_What the task requires_. Report every line in the rows below that contains the string "http", matching case exactly.

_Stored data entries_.

Segment Open

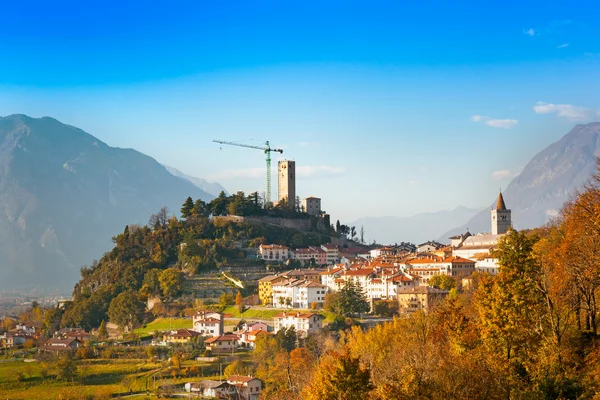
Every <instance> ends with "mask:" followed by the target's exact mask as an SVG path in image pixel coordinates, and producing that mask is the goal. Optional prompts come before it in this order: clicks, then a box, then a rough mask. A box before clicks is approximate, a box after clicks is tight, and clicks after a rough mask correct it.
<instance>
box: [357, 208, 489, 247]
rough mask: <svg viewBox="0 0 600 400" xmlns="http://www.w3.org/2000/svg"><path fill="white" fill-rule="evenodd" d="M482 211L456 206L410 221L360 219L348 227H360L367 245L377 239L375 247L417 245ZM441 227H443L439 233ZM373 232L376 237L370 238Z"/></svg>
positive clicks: (369, 218) (432, 213)
mask: <svg viewBox="0 0 600 400" xmlns="http://www.w3.org/2000/svg"><path fill="white" fill-rule="evenodd" d="M481 209H482V207H479V208H468V207H465V206H458V207H456V208H454V209H452V210H439V211H435V212H425V213H419V214H415V215H412V216H409V217H397V216H386V217H361V218H359V219H357V220H355V221H353V222H352V223H350V225H351V226H355V227H356V229H357V231H359V230H360V227H361V226H363V227H364V228H365V232H366V236H367V237H368V238H369V240H370V241H371V240H373V239H376V240H377V242H378V243H383V244H393V243H400V242H402V241H408V242H415V243H416V244H418V243H422V242H425V241H427V240H433V239H435V238H437V237H438V235H439V232H440V231H443V230H446V229H450V227H452V226H456V224H460V223H462V221H466V220H468V219H469V218H470V217H472V216H473V215H475V214H476V213H478V212H479V211H481ZM440 225H441V226H442V228H441V229H440ZM372 232H376V233H375V234H373V233H372Z"/></svg>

Segment Closed

_Output_.
rough mask: <svg viewBox="0 0 600 400" xmlns="http://www.w3.org/2000/svg"><path fill="white" fill-rule="evenodd" d="M482 211L456 206L410 221L360 219L348 227H360L367 245L377 239L375 247L417 245ZM441 227H443L439 233ZM373 232L376 237L370 238Z"/></svg>
mask: <svg viewBox="0 0 600 400" xmlns="http://www.w3.org/2000/svg"><path fill="white" fill-rule="evenodd" d="M481 209H482V207H479V208H468V207H465V206H458V207H456V208H454V209H452V210H439V211H435V212H425V213H419V214H415V215H412V216H409V217H397V216H386V217H361V218H359V219H357V220H355V221H353V222H352V223H350V225H351V226H355V227H356V229H357V231H359V230H360V227H361V226H363V227H364V228H365V232H366V236H367V237H368V238H369V240H370V241H371V240H373V239H376V240H377V242H378V243H383V244H393V243H400V242H402V241H408V242H415V243H416V244H418V243H422V242H425V241H427V240H433V239H435V238H437V237H438V235H439V232H440V231H443V230H446V229H450V227H452V226H456V224H460V223H462V221H466V220H468V219H469V218H470V217H472V216H473V215H475V214H476V213H478V212H479V211H481ZM440 225H441V226H442V228H441V229H440ZM372 232H376V233H375V234H373V233H372Z"/></svg>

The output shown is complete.